- STUDY TEXT -
-=-=-

Tolerance is a key concept in the crosswalk library. When intersecting two shapes, it is important to avoid intersections that are the result of computation margin of error and are not meaningful. In order to do that, we can set a minimum for the area that an entry in the intersected shape can contain.

There are two ways to do this: using percentage based on source and target shapes or raw units of area.

If percentage is chosen, that would be the percentage of the smallest area from either the source or target shapes. Imaging that the smallest area in the source shape is 10,000. When that area is intersected with any of the areas of the target shape (all of which area >10,000, say), then the smallest possible intersect we would want to allow is a % of 10,000. In this case if my tolerance_percent is set to 10, then the smallest possible area for an entry in the intersected shape would be 1,000.

But sometimes, if the source and target shapes contain drastically low entries, a percentage might not be restrictive enough for practical purposes. Hence, you can set the minimum area allowed in the intersected shape by setting the tolerance_units. If you decide to set tolerance_units, the respective tolerance_percent will be calculated for you in the diagnostics (and vice versa if you set tolerance_percent only). Note that if tolernace_units are set, tolernace_percent is ignored.

-=-=-

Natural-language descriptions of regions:

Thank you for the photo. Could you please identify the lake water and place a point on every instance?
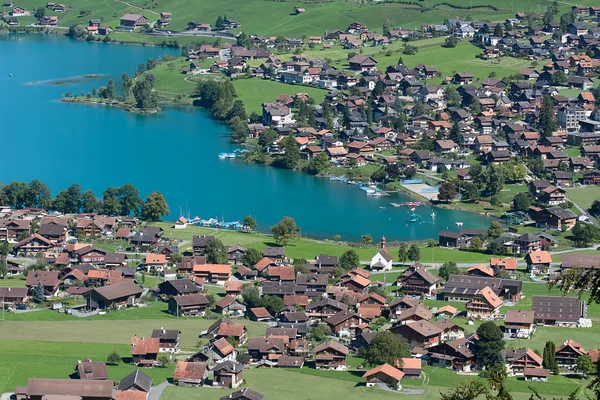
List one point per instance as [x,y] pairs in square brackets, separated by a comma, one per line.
[174,152]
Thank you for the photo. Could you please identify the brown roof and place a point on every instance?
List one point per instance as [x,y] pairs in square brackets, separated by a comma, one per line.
[189,371]
[119,290]
[143,346]
[70,387]
[387,370]
[519,317]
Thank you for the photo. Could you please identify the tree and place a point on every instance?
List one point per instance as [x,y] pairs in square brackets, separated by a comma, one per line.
[349,260]
[155,207]
[450,42]
[215,252]
[414,253]
[249,222]
[386,348]
[318,164]
[490,344]
[452,97]
[251,295]
[145,97]
[547,122]
[447,191]
[273,304]
[69,200]
[113,358]
[402,253]
[38,293]
[476,243]
[447,269]
[494,230]
[521,202]
[549,358]
[291,156]
[585,365]
[367,239]
[466,390]
[285,230]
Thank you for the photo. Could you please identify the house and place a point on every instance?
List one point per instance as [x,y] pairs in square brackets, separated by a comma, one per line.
[568,353]
[325,308]
[133,21]
[137,381]
[231,306]
[331,355]
[169,340]
[485,304]
[90,370]
[517,360]
[420,333]
[345,323]
[382,261]
[190,374]
[450,330]
[244,394]
[227,374]
[32,245]
[536,374]
[385,374]
[519,323]
[454,354]
[48,279]
[558,311]
[189,305]
[144,351]
[126,293]
[38,388]
[538,262]
[179,287]
[362,63]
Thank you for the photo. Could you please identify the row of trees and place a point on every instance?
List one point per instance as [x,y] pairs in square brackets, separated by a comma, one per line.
[124,200]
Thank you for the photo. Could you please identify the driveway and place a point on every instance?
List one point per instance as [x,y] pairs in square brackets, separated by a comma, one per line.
[156,391]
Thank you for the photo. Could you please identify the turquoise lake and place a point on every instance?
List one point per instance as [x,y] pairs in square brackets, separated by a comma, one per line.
[174,152]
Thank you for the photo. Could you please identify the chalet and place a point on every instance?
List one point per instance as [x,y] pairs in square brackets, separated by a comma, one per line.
[169,340]
[485,304]
[133,21]
[538,262]
[345,323]
[144,351]
[454,354]
[331,355]
[188,305]
[48,279]
[384,374]
[558,311]
[420,333]
[517,360]
[416,280]
[450,330]
[190,374]
[568,353]
[519,323]
[227,374]
[126,293]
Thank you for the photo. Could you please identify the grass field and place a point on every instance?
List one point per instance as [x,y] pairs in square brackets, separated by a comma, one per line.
[584,196]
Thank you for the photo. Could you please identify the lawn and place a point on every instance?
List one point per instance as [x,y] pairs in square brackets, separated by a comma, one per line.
[584,196]
[254,92]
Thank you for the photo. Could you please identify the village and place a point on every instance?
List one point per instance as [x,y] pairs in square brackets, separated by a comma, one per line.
[266,311]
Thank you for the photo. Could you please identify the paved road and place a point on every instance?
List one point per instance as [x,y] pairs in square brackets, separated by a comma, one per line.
[156,391]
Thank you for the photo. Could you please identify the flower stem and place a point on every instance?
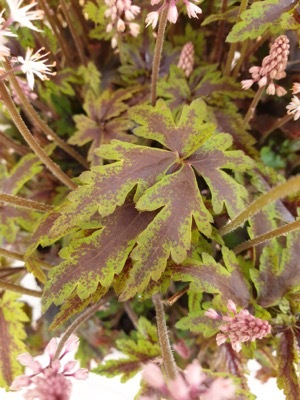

-=-=-

- DIRECTIONS -
**a)** Copy the stretch of the crosswalk tolerance passage from "If percentage is" through "would be 1,000.", replacing "source" with "input" each time it occurs.
**b)** In the crosswalk tolerance passage, what happens to the percentage setting when a minimum area in units is set?

- RESULTS BY TASK -
**a)**
If percentage is chosen, that would be the percentage of the smallest area from either the input or target shapes. Imaging that the smallest area in the input shape is 10,000. When that area is intersected with any of the areas of the target shape (all of which area >10,000, say), then the smallest possible intersect we would want to allow is a % of 10,000. In this case if my tolerance_percent is set to 10, then the smallest possible area for an entry in the intersected shape would be 1,000.

**b)** The percentage setting is ignored.